Reproduce every one of the entries below word for word, keeping each line unchanged.

### Entries provided
* START *

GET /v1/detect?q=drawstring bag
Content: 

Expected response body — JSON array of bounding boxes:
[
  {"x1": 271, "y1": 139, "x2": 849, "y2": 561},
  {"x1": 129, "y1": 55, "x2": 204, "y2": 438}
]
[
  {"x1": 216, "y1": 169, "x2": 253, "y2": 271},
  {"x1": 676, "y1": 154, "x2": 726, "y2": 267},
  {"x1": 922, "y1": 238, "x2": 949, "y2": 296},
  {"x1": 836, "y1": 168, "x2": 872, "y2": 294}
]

* END *

### In response
GET /v1/detect?q=drawstring bag
Content: 

Expected response body — JSON array of bounding boxes:
[
  {"x1": 271, "y1": 139, "x2": 849, "y2": 561},
  {"x1": 129, "y1": 55, "x2": 204, "y2": 438}
]
[
  {"x1": 216, "y1": 169, "x2": 253, "y2": 271},
  {"x1": 676, "y1": 154, "x2": 726, "y2": 267},
  {"x1": 922, "y1": 238, "x2": 949, "y2": 296},
  {"x1": 836, "y1": 168, "x2": 872, "y2": 294}
]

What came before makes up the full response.